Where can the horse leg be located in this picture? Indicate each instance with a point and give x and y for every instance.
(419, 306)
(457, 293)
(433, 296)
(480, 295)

• What the exercise asks
Quote each line above in full, word for word.

• Final answer
Where can the horse leg be located in this picture? Indicate each instance with a point and give x and y for every instance.
(419, 306)
(457, 293)
(433, 296)
(480, 295)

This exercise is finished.